**OBJECTIVE:**
Would you restate, exactly as they appear, the lines from the one containing "task: segment each instance of the table lamp" through the end of the data below?

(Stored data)
-----

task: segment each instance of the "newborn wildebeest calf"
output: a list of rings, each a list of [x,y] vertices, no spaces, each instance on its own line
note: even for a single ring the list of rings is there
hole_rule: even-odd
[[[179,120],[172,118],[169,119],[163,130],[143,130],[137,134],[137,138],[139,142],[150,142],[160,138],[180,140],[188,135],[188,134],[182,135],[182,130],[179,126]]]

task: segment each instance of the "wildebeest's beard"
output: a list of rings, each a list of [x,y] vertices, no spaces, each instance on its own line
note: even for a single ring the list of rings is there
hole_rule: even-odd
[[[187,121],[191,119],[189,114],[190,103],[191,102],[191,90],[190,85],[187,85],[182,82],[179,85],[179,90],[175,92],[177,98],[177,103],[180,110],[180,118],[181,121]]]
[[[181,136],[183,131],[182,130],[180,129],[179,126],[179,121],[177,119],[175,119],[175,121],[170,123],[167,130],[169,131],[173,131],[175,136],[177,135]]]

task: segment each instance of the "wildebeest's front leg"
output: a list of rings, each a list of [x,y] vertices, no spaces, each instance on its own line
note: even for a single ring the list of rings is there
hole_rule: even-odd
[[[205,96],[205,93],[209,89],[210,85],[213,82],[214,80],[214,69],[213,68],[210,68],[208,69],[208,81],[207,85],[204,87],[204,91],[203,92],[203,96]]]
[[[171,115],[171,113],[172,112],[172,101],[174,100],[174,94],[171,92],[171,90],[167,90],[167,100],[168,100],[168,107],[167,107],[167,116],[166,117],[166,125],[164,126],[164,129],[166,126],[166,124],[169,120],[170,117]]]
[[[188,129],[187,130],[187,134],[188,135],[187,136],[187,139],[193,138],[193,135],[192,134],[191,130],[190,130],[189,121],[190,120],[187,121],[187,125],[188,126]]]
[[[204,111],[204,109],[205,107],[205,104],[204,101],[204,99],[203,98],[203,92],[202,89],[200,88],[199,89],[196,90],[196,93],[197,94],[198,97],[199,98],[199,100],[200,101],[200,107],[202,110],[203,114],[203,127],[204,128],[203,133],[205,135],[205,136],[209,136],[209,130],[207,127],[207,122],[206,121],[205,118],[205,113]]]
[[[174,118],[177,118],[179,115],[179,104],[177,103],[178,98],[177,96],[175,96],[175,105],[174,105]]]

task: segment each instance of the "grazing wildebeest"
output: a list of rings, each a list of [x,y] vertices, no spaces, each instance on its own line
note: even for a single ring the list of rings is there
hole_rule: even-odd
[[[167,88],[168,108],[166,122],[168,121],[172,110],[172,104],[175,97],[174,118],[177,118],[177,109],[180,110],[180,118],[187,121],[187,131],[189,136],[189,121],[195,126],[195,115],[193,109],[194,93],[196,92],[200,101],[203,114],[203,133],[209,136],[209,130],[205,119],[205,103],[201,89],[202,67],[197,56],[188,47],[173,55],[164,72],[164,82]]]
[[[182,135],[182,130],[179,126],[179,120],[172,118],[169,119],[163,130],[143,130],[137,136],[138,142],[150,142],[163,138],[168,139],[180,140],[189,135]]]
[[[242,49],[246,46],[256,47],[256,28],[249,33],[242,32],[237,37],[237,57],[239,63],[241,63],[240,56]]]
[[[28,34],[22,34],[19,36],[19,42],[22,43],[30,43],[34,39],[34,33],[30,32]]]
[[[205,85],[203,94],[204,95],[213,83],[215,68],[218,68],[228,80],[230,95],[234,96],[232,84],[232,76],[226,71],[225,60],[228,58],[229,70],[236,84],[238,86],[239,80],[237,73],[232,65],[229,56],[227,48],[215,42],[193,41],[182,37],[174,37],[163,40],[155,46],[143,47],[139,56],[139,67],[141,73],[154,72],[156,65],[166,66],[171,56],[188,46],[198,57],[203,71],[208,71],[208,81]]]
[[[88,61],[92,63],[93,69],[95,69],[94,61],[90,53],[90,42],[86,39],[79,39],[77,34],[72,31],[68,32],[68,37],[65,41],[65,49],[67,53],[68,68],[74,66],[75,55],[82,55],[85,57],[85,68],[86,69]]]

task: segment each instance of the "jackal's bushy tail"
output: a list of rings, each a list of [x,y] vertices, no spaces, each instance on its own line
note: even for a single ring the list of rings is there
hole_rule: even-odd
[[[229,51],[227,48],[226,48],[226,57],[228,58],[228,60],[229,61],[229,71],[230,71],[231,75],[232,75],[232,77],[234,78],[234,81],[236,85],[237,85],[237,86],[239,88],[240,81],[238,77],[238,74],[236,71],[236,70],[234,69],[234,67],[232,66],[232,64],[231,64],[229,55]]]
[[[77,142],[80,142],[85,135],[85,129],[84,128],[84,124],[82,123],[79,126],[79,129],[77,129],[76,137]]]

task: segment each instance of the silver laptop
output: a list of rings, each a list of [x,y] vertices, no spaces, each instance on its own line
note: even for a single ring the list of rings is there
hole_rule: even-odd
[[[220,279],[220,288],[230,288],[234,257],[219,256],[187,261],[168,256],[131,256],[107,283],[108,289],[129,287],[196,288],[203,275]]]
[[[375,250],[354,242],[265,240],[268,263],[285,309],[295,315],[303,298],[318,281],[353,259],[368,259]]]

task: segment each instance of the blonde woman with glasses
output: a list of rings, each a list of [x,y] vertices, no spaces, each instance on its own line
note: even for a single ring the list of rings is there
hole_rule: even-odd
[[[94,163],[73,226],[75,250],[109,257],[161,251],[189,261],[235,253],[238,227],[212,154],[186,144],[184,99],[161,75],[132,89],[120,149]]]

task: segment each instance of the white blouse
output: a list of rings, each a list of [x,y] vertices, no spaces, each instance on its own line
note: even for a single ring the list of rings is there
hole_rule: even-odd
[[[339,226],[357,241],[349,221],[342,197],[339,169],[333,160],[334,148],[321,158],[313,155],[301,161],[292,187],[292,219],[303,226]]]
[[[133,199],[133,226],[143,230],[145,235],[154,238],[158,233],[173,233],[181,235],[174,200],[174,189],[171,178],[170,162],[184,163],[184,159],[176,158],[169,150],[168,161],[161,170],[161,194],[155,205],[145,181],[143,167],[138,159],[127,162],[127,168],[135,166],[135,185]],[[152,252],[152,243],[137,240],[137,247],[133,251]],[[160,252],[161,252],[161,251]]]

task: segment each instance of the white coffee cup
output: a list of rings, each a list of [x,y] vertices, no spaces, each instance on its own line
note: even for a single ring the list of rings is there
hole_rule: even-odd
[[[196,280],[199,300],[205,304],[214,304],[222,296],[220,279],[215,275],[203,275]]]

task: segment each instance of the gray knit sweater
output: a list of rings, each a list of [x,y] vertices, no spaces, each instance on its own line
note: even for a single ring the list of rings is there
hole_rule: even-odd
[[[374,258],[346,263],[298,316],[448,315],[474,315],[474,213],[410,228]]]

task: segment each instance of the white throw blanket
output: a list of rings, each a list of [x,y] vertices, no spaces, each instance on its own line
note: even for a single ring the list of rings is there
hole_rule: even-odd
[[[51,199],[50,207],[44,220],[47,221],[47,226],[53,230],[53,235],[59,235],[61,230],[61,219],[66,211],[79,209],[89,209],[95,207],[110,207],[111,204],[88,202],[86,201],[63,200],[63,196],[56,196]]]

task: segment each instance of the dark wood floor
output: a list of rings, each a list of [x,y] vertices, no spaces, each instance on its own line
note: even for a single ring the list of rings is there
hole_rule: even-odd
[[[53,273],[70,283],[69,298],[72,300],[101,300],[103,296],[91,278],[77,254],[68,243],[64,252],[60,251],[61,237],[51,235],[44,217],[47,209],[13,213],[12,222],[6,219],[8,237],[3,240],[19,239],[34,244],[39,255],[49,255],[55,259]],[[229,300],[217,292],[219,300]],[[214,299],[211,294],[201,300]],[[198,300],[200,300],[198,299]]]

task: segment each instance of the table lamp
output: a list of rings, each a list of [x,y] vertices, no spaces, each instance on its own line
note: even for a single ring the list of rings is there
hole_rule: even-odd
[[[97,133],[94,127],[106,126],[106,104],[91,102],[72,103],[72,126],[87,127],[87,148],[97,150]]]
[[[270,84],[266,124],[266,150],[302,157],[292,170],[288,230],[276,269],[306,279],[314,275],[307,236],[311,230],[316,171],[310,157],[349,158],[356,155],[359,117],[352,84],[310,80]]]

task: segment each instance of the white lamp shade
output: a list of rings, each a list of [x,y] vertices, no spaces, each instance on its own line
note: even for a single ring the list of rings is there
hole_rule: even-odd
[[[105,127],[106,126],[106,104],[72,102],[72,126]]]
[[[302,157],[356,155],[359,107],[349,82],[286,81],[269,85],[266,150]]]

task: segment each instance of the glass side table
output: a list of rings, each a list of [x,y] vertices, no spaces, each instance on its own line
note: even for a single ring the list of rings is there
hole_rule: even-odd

-----

**SOLUTION TO THE EXERCISE:**
task: segment each instance of the table lamp
output: a list of rings, each a list of [x,y] vertices, no spaces, each instance on its own line
note: even for a single ring the list of rings is there
hole_rule: even-odd
[[[97,133],[94,127],[106,126],[106,104],[91,102],[72,103],[72,126],[87,127],[87,148],[97,150]]]
[[[270,84],[266,124],[266,150],[302,157],[292,170],[288,230],[276,269],[306,279],[314,275],[307,236],[311,230],[316,171],[310,157],[349,158],[356,155],[359,117],[352,84],[310,80]]]

task: segment each instance of the white lamp shade
output: a list of rings, each a list of [x,y] vertices, no spaces, each instance on its own line
note: even for a single ring the list of rings is there
hole_rule: even-odd
[[[105,127],[106,126],[106,104],[72,102],[72,126]]]
[[[302,157],[356,155],[359,107],[349,82],[286,81],[269,85],[266,150]]]

task: segment each instance of the glass side table
output: a list of rings, each a list of [x,y] vertices, no spaces, each instance on its own line
note: even for a single ring the list of rings is there
hole_rule: even-odd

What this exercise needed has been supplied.